(Dataset entries)

[Start of Attachment]

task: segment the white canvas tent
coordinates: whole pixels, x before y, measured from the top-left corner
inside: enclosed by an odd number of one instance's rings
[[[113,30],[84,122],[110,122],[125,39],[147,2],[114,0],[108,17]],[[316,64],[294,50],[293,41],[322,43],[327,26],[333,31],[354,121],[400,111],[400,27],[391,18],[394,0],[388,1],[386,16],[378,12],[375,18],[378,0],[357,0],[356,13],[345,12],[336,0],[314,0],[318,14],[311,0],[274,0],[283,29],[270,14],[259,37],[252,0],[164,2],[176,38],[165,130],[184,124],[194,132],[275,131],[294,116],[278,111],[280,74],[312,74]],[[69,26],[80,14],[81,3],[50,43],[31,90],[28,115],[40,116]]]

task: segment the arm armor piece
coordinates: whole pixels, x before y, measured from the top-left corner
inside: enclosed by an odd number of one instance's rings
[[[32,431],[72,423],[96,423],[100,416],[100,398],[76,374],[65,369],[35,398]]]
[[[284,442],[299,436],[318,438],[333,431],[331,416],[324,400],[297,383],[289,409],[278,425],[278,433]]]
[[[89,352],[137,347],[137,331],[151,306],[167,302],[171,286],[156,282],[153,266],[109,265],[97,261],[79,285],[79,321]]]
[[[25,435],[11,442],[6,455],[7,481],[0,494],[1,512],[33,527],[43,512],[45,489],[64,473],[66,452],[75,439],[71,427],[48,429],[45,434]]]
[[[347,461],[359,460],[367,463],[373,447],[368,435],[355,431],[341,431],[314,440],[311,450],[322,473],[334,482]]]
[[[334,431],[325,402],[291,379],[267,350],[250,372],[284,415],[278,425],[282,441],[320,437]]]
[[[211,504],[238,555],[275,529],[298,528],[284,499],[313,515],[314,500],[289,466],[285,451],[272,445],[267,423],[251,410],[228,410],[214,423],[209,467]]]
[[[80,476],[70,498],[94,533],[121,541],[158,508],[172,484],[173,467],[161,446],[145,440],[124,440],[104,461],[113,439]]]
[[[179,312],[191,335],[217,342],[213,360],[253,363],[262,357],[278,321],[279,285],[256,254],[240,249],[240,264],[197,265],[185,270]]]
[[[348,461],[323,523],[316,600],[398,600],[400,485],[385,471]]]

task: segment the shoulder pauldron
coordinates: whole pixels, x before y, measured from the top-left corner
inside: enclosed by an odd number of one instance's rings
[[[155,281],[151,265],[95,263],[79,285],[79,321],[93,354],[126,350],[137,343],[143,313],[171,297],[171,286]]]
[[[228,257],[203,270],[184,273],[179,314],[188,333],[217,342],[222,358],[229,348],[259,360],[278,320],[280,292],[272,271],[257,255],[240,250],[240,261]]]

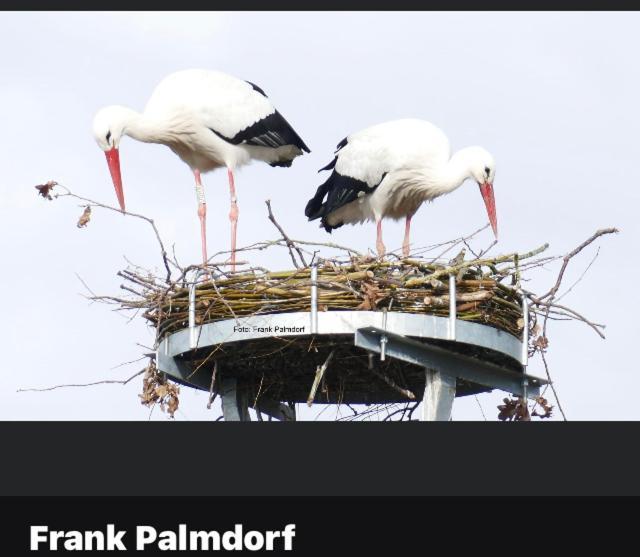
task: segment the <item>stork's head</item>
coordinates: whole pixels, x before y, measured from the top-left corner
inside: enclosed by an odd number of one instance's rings
[[[493,233],[498,238],[498,219],[496,217],[496,201],[493,196],[493,178],[496,175],[496,163],[486,149],[482,147],[467,147],[464,149],[469,172],[480,187],[484,205],[487,208],[489,222]]]
[[[98,110],[93,118],[93,136],[96,143],[104,151],[109,165],[109,172],[116,189],[120,209],[124,211],[124,193],[120,174],[120,139],[133,111],[123,106],[106,106]]]

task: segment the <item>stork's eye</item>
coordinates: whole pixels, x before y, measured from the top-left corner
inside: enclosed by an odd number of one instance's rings
[[[491,169],[488,166],[484,167],[484,173],[489,176],[489,174],[491,174]]]
[[[109,143],[110,139],[111,139],[111,130],[107,132],[107,143]]]

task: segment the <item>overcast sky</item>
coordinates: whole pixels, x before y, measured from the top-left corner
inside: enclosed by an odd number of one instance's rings
[[[136,110],[158,81],[185,68],[219,69],[260,85],[311,148],[292,168],[254,163],[237,174],[239,244],[276,236],[264,200],[294,237],[325,240],[304,206],[335,144],[401,117],[430,120],[454,149],[482,145],[495,157],[500,244],[527,251],[544,242],[562,254],[596,229],[617,226],[576,258],[564,299],[606,323],[607,339],[580,323],[554,324],[548,360],[573,420],[640,418],[636,288],[640,149],[638,13],[7,13],[0,15],[0,247],[3,357],[0,419],[150,418],[139,379],[45,393],[46,387],[126,378],[153,342],[141,318],[81,296],[76,275],[101,294],[119,292],[128,259],[160,264],[145,223],[94,211],[76,227],[78,204],[37,198],[55,179],[79,195],[116,204],[104,156],[91,135],[95,111]],[[200,260],[192,176],[169,149],[124,139],[127,208],[156,220],[183,264]],[[227,249],[228,189],[222,171],[204,177],[210,251]],[[475,230],[486,213],[473,183],[423,207],[420,244]],[[402,223],[384,227],[390,249]],[[374,248],[372,224],[332,239]],[[486,232],[485,243],[490,241]],[[265,262],[261,256],[256,262]],[[269,258],[288,268],[286,252]],[[529,285],[548,288],[553,274]],[[544,375],[538,358],[529,372]],[[503,393],[457,399],[453,418],[496,418]],[[178,420],[213,419],[206,393],[183,388]],[[151,419],[166,420],[159,410]]]

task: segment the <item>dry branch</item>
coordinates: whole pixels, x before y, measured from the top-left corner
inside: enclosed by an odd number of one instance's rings
[[[139,375],[142,375],[147,368],[141,369],[134,373],[128,379],[104,379],[102,381],[93,381],[92,383],[67,383],[64,385],[53,385],[52,387],[43,387],[40,389],[18,389],[16,392],[18,393],[28,393],[28,392],[45,392],[45,391],[54,391],[55,389],[66,389],[67,387],[93,387],[94,385],[126,385],[132,379],[135,379]]]
[[[327,356],[327,359],[324,361],[324,363],[321,366],[318,366],[318,369],[316,370],[315,378],[313,380],[313,384],[311,385],[311,391],[309,391],[309,397],[307,398],[307,406],[313,405],[313,400],[316,398],[316,391],[318,390],[318,385],[320,385],[320,381],[322,380],[322,377],[324,376],[324,372],[327,370],[327,367],[329,366],[329,362],[331,361],[331,358],[333,358],[334,353],[335,353],[335,350],[332,350],[331,352],[329,352],[329,355]]]
[[[298,263],[296,262],[296,258],[293,255],[293,250],[295,249],[298,252],[298,257],[300,258],[300,261],[302,262],[302,264],[306,267],[307,266],[307,262],[304,260],[304,255],[302,255],[302,251],[300,250],[300,248],[298,246],[296,246],[291,239],[289,238],[289,236],[286,235],[285,231],[282,229],[282,226],[280,226],[280,224],[278,224],[278,221],[276,220],[276,218],[273,216],[273,212],[271,211],[271,200],[267,199],[265,201],[265,203],[267,204],[267,209],[269,210],[269,220],[273,223],[273,225],[278,229],[278,231],[280,232],[280,234],[282,234],[282,238],[284,239],[284,241],[287,243],[287,247],[289,248],[289,253],[291,254],[291,261],[293,261],[293,266],[296,268],[299,268],[300,266],[298,265]]]
[[[371,369],[371,373],[373,373],[376,377],[382,379],[387,385],[389,385],[389,387],[391,387],[394,391],[399,392],[402,396],[407,397],[409,400],[416,399],[416,395],[414,395],[409,389],[403,389],[393,379],[391,379],[391,377],[386,376],[375,367]]]
[[[69,188],[58,184],[57,182],[54,181],[50,181],[48,182],[48,184],[50,186],[49,190],[47,190],[47,193],[49,194],[49,192],[51,191],[52,188],[56,187],[56,188],[62,188],[65,193],[57,193],[53,196],[54,199],[57,199],[59,197],[73,197],[74,199],[78,199],[80,201],[84,201],[87,203],[87,205],[85,206],[85,212],[83,213],[83,216],[81,217],[80,221],[78,222],[78,226],[86,226],[86,224],[88,223],[88,217],[91,214],[91,207],[101,207],[103,209],[108,209],[110,211],[116,211],[117,213],[122,213],[123,215],[129,216],[129,217],[135,217],[138,219],[142,219],[146,222],[148,222],[151,225],[151,228],[153,228],[153,232],[156,236],[156,239],[158,240],[158,244],[160,245],[160,253],[162,255],[162,262],[164,264],[164,268],[167,271],[167,277],[165,279],[165,282],[169,283],[171,281],[171,269],[169,268],[169,258],[167,256],[167,250],[164,247],[164,243],[162,242],[162,238],[160,237],[160,233],[158,232],[158,229],[156,228],[156,224],[153,221],[153,219],[150,219],[149,217],[146,217],[144,215],[140,215],[138,213],[132,213],[130,211],[123,211],[122,209],[119,209],[117,207],[113,207],[111,205],[106,205],[105,203],[100,203],[99,201],[94,201],[93,199],[88,199],[86,197],[82,197],[80,195],[77,195],[75,193],[73,193],[71,190],[69,190]],[[36,186],[37,187],[37,186]],[[50,198],[49,198],[50,199]],[[176,263],[176,266],[177,263]]]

[End of Attachment]

§ WORK ITEM:
Return only the lines of the records in which the string "stork" appears.

§ WRITTEN ANSWER:
task: segment the <item>stork's head</item>
task: segment the <item>stork's eye</item>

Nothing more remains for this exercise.